*Excerpt to read*.
= Beginning of Section =
On Advent and Allowing our Lives to be Those of Constant Vigil (Reprise)

 Perhaps it is the focus of Advent with its emphasis on preparation and waiting, but I came today to see my life specifically and eremitical life more generally as one of vigil --- and continuous vigil. Whether the time in our hermitages is obviously fruitful, or marked by darkness and seeming emptiness, whether one turns to prayer with joy and enthusiasm or with resistance and depression, one waits on the Lord. One spends one's time in vigil.

Now this is ironic in some ways because despite loving prayer at night the Office of Readings which is also called "Vigils" has never been my favorite hour and in these last years, I have substituted another way of spending the time before dawn which has been very fruitful for me. The time from 4:00am to 8:00am has been one of vigil but it consists of quiet prayer, Lauds, some lectio, and writing. A Camaldolese nun mentioned her own monastery (and the one I am affiliated with as an Oblate) treating these same hours as a time of vigil and I very much liked the idea. I did not know that it would define both my day and my life, however.
= End of Section =
*Instructions to follow*.
Resume the reflection on Advent and eremitical life as vigil, picking up right after its final sentence. The records have nothing to do with the excerpt on Advent and vigil.

*Provided material*.
= Beginning of Section =
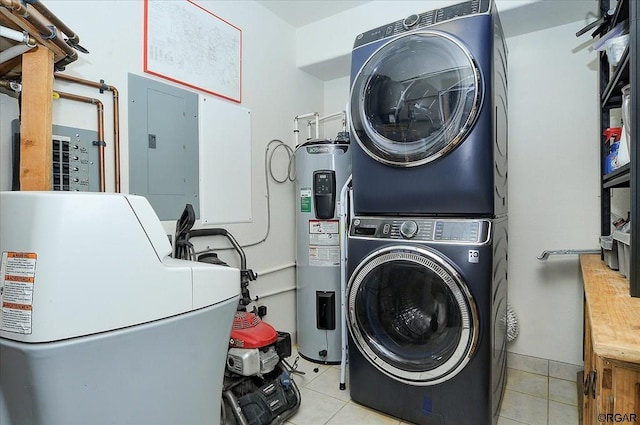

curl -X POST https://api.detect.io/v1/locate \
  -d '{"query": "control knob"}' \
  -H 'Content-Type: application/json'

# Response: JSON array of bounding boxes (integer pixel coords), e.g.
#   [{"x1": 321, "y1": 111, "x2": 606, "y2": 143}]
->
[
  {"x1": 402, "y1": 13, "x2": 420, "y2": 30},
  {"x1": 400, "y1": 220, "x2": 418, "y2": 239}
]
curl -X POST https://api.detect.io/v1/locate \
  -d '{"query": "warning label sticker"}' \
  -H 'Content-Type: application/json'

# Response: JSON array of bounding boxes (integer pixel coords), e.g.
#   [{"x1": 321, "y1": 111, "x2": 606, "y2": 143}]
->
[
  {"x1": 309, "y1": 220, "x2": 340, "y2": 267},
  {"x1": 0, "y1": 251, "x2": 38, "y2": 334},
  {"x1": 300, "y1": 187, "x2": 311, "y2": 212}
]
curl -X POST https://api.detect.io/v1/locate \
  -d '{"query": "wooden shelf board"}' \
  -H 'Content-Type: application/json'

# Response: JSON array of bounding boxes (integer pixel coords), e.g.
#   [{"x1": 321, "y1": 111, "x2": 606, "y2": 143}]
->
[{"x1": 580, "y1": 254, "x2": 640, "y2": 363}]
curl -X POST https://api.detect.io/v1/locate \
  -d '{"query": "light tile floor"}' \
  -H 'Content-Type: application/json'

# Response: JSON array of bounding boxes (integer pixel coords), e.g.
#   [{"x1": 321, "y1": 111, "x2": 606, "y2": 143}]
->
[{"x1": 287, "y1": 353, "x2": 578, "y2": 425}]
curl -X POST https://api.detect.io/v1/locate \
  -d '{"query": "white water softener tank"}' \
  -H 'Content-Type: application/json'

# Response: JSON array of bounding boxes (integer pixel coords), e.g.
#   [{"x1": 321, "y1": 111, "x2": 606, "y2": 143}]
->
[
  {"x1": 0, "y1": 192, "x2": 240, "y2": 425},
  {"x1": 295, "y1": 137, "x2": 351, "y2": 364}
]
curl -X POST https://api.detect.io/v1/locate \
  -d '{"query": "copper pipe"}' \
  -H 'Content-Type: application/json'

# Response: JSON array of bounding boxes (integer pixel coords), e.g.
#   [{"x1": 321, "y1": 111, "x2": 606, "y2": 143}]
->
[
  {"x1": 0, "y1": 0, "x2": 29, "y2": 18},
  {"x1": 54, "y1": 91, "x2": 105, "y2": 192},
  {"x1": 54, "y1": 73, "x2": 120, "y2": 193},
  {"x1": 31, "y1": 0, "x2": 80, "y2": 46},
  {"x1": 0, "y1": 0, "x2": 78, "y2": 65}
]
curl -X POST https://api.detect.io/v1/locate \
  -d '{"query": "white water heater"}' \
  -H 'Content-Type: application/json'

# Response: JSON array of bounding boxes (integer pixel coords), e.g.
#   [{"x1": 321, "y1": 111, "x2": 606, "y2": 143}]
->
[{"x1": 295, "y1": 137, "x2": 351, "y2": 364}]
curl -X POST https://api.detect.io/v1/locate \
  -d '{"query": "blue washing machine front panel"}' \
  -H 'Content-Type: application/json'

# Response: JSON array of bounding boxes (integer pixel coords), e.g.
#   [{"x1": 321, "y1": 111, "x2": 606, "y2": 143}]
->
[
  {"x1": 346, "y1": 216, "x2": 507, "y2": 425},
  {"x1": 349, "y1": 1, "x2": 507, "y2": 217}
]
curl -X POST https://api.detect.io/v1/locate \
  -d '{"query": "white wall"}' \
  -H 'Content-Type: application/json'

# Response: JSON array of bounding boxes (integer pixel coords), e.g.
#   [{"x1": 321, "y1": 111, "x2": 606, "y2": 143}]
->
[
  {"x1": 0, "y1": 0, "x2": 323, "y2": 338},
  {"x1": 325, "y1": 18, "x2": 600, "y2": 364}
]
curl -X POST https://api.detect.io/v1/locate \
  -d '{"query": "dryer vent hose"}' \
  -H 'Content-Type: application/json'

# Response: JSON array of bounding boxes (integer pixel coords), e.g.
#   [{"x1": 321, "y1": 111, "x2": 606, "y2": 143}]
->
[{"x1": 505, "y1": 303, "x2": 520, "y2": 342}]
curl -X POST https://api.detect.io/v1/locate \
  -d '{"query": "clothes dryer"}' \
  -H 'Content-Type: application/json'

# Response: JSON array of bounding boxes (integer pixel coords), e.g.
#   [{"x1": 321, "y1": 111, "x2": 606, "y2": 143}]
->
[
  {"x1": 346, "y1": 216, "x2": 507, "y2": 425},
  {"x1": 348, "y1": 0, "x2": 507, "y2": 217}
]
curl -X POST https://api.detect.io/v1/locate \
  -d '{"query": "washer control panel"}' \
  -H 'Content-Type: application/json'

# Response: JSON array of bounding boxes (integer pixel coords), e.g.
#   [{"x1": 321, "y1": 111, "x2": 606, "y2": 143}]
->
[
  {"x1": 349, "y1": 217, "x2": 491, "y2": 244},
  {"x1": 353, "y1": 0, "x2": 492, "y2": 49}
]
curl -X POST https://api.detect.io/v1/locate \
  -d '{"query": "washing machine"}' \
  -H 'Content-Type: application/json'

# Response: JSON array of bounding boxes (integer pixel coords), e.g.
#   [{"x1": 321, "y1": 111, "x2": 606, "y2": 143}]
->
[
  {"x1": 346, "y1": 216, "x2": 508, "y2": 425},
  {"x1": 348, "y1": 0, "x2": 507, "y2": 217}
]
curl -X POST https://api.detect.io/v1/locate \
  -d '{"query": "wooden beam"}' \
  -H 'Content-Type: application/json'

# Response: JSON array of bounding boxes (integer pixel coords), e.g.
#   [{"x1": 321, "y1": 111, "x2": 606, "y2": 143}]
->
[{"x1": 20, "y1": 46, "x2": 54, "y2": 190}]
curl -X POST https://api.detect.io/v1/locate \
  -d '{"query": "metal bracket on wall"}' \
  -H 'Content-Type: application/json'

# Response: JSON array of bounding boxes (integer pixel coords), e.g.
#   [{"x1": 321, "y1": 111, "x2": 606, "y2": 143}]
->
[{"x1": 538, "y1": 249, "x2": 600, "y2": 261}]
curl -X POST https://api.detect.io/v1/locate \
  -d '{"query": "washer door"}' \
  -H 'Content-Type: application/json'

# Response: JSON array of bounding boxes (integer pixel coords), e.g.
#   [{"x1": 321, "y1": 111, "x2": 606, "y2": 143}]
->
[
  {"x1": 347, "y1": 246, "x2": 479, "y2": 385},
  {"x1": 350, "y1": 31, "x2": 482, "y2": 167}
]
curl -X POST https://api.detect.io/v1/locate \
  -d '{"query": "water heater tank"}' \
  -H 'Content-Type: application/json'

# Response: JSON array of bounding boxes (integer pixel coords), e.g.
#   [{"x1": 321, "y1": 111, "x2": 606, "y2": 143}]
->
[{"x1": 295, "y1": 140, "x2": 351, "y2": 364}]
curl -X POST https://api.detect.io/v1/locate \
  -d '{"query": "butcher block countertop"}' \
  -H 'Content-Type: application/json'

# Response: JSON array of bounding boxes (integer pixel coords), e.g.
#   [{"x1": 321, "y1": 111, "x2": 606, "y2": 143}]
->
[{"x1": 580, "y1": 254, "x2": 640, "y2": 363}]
= End of Section =
*Written answer*.
There is something amazing about living in a way that is not "just" obedient (open and responsive) to the Lord, but that actively awaits him at every moment. (Yes, these are intimately related, but not always practiced that way.) The heart of Benedictine spirituality is the search for God. When candidates for Benedictine monastic life arrive at the monastery, the goal they are expected to affirm is the search for God. This is the defining characteristic of the authentic monastic life and a significant point of discerning a vocation. We can hear that phrase as emphasizing an active, even desperate attempt to find something that is missing from our lives, or we can hear it as a process of preparing ourselves to find the God who is immanent in our lives and world at every point. In the latter case, our lives become a vigil to the extent that they are transformed into something capable of perceiving and welcoming this immanent God.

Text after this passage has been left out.